■ **GIVEN PASSAGE**:
Welcome to the Tiki Central 2.0 Beta. Read the announcement
Celebrating classic and modern Polynesian Pop

Beyond Tiki, Bilge, and Test / Beyond Tiki / Michael Rockefeller disappearance

Post #89644 by Philot on Mon, May 3, 2004 10:32 PM

You are viewing a single post. Click here to view the post in context.
P

I ran across this synopsis of Milt Machlin's "The Search for Michael Rockefeller" at this film production company's website.

Story Synopsis
The disappearance of Michael Rockefeller is one of the enduring unsolved mysteries of the 20th Century. THE SEARCH FOR MICHAEL ROCKEFELLER, by journalist and Argosy editor Milt Machlin, tells the true story of the disappearance of Michael Rockefeller in the jungles of New Guinea in 1961, and Machlin’s epic search for him seven years later.

Machlin’s story is a gripping account of one of the most unsettling vanishings ever to have engaged the nation. On November 11, 1961, the 23-year-old son of Gov. Nelson Rockefeller led a small expedition along the treacherous cannibal coast of New Guinea, with anthropologist RENE WASSING. Heavy seas swamped their trading canoe in the Arafura Sea. After a night adrift clinging to the wreckage, Rockefeller set out to swim for the distant shore, leaving Wassing with the fateful words: "I think I can make it…"

He was never seen again. Despite a massive air-sea search, and international furor, no trace of Rockefeller was ever found.

Seven years later, MILT MACHLIN, editor of the adventure magazine ARGOSY, was approached by a nefarious Australian smuggler named DONAHUE, with the startling question: "What would you say if I told you I saw Michael Rockefeller alive, not ten weeks ago?" Donahue spun for the hard-bitten editor a tale of mystery and intrigue, which, if true, meant that Michael had somehow survived among the cannibals in the wilderness of New Guinea.

■ **DATA ENTRIES**:
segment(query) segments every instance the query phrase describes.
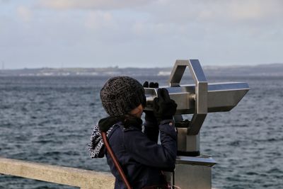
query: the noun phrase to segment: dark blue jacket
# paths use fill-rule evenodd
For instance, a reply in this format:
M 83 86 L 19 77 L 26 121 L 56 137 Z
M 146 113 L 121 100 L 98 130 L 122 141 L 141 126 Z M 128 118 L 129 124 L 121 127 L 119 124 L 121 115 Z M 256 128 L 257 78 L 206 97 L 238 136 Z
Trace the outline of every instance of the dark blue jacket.
M 175 168 L 177 154 L 177 134 L 171 120 L 161 122 L 159 125 L 160 140 L 157 144 L 158 127 L 150 122 L 142 128 L 124 128 L 122 123 L 115 125 L 109 134 L 109 144 L 128 181 L 133 188 L 166 184 L 161 170 Z M 127 188 L 114 163 L 106 153 L 107 161 L 115 176 L 115 188 Z

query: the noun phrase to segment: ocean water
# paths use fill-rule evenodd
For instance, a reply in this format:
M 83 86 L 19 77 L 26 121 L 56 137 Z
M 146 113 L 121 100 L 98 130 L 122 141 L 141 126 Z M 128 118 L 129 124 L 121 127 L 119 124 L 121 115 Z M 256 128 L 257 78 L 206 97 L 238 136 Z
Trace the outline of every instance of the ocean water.
M 107 79 L 0 77 L 0 156 L 109 171 L 87 151 L 93 124 L 106 115 L 99 91 Z M 168 77 L 137 79 L 164 85 Z M 283 188 L 282 79 L 208 77 L 250 88 L 231 111 L 209 113 L 201 129 L 201 153 L 218 162 L 214 188 Z M 76 188 L 0 175 L 0 188 Z

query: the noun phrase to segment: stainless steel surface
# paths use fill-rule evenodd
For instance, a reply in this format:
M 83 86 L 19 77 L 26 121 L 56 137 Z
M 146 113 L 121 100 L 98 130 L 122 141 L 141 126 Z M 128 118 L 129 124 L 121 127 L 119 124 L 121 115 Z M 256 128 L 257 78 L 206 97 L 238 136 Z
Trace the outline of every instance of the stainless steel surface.
M 176 164 L 175 185 L 182 189 L 211 189 L 212 168 L 209 166 Z
M 186 67 L 190 69 L 195 84 L 180 85 Z M 246 83 L 208 84 L 197 59 L 177 60 L 168 83 L 169 86 L 161 88 L 166 88 L 178 105 L 174 116 L 178 132 L 178 150 L 179 154 L 185 155 L 195 155 L 200 151 L 200 130 L 207 113 L 231 110 L 249 90 Z M 145 88 L 146 110 L 152 110 L 157 90 Z M 193 114 L 191 120 L 183 120 L 183 114 Z M 175 181 L 174 184 L 182 189 L 211 189 L 212 166 L 215 164 L 209 156 L 179 156 L 175 175 L 168 173 L 168 181 Z
M 176 164 L 190 164 L 204 166 L 213 166 L 216 162 L 209 156 L 200 156 L 196 157 L 177 156 Z

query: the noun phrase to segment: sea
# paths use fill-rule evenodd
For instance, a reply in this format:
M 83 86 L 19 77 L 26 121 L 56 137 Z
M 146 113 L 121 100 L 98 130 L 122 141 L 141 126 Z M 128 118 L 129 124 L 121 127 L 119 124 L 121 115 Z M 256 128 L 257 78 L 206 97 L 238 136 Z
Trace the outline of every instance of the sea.
M 91 159 L 87 146 L 93 125 L 106 116 L 99 92 L 108 78 L 0 77 L 0 156 L 109 172 L 105 159 Z M 136 79 L 162 86 L 168 77 Z M 209 113 L 200 130 L 201 154 L 218 163 L 213 188 L 283 188 L 283 77 L 207 79 L 250 86 L 233 110 Z M 0 188 L 77 188 L 0 175 Z

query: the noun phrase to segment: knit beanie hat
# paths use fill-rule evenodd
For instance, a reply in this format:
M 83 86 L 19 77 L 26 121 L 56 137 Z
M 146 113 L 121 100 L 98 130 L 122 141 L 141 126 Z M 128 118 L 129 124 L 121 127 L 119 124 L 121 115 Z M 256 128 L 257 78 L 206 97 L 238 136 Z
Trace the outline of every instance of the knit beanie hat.
M 100 99 L 110 116 L 119 116 L 146 103 L 144 89 L 136 79 L 129 76 L 110 78 L 100 91 Z

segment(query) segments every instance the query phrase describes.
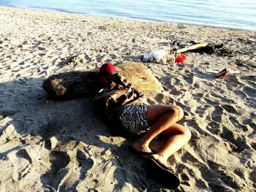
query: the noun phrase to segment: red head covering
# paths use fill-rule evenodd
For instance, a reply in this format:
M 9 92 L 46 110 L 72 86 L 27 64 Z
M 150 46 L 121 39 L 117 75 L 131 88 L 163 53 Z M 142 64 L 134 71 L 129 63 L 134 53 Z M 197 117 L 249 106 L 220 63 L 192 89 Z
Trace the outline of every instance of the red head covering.
M 115 66 L 111 63 L 106 63 L 100 67 L 99 74 L 102 76 L 106 76 L 115 72 L 116 71 Z

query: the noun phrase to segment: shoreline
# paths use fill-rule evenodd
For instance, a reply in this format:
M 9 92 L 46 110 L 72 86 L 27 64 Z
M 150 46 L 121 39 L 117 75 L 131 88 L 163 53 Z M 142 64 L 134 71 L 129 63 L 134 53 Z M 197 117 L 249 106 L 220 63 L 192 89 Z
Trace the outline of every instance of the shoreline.
M 202 26 L 202 27 L 212 27 L 212 28 L 225 28 L 225 29 L 230 29 L 230 30 L 240 30 L 240 31 L 246 31 L 250 32 L 256 32 L 256 28 L 236 28 L 236 27 L 225 27 L 225 26 L 211 26 L 207 24 L 197 24 L 197 23 L 189 23 L 186 22 L 175 22 L 175 21 L 165 21 L 165 20 L 150 20 L 150 19 L 143 19 L 143 18 L 125 18 L 121 16 L 108 16 L 108 15 L 86 15 L 85 13 L 81 12 L 69 12 L 66 10 L 55 10 L 55 9 L 29 9 L 29 8 L 23 8 L 23 7 L 7 7 L 7 6 L 0 6 L 0 7 L 6 7 L 6 8 L 13 8 L 13 9 L 25 9 L 25 10 L 31 10 L 31 11 L 41 11 L 41 12 L 56 12 L 56 13 L 63 13 L 63 14 L 70 14 L 70 15 L 78 15 L 81 16 L 89 16 L 89 17 L 96 17 L 96 18 L 116 18 L 116 19 L 122 19 L 122 20 L 128 20 L 131 21 L 138 21 L 138 22 L 146 22 L 146 23 L 162 23 L 162 24 L 170 24 L 170 25 L 184 25 L 184 26 Z
M 176 104 L 189 144 L 168 159 L 181 191 L 252 191 L 256 183 L 255 32 L 0 7 L 0 188 L 4 191 L 167 191 L 113 135 L 91 98 L 54 101 L 49 76 L 140 62 L 173 41 L 223 43 L 232 55 L 185 53 L 184 64 L 143 63 L 165 88 L 149 104 Z M 73 59 L 70 61 L 70 58 Z M 230 75 L 216 78 L 224 68 Z M 159 150 L 162 140 L 150 147 Z M 127 161 L 129 159 L 129 161 Z

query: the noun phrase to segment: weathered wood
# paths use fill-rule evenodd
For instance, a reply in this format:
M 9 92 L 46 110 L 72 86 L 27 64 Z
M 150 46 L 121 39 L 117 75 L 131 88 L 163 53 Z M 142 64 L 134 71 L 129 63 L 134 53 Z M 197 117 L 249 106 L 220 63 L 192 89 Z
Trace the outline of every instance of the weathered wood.
M 98 69 L 54 74 L 42 84 L 50 97 L 57 101 L 93 97 L 100 87 Z
M 154 96 L 163 91 L 161 83 L 142 64 L 124 63 L 117 65 L 116 70 L 146 95 Z M 54 74 L 42 84 L 50 97 L 56 101 L 93 97 L 102 86 L 99 69 Z

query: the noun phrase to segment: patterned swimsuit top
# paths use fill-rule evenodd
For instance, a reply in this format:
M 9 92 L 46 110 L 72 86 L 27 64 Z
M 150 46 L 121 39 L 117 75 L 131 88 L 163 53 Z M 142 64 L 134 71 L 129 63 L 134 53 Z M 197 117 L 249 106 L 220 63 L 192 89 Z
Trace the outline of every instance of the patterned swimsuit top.
M 133 88 L 127 78 L 117 72 L 111 74 L 108 80 L 106 88 L 101 89 L 94 99 L 104 105 L 108 115 L 115 109 L 133 103 L 143 96 L 143 93 Z

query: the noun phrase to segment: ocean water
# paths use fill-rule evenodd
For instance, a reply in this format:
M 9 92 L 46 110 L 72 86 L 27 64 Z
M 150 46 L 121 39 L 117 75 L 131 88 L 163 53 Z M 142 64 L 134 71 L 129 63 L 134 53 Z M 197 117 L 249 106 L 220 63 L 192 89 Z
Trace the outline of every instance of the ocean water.
M 256 0 L 0 0 L 0 6 L 256 31 Z

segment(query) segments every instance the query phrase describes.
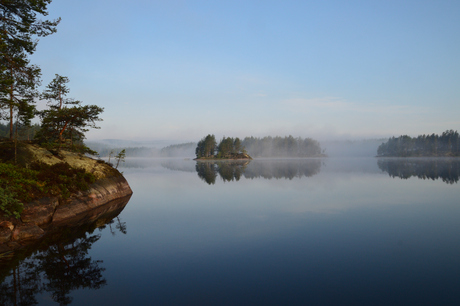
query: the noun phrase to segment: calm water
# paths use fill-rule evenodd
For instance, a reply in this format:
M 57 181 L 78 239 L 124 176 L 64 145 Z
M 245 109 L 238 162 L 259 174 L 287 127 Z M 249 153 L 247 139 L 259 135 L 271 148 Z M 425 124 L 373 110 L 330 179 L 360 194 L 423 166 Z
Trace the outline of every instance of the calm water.
M 0 259 L 0 304 L 460 305 L 458 159 L 121 170 L 118 216 Z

■ **WHAT YOU NEED TO DO**:
In the post on Michael Rockefeller's disappearance, please say in which sea heavy seas swamped the trading canoe.

■ **RIGHT ANSWER**:
The Arafura Sea.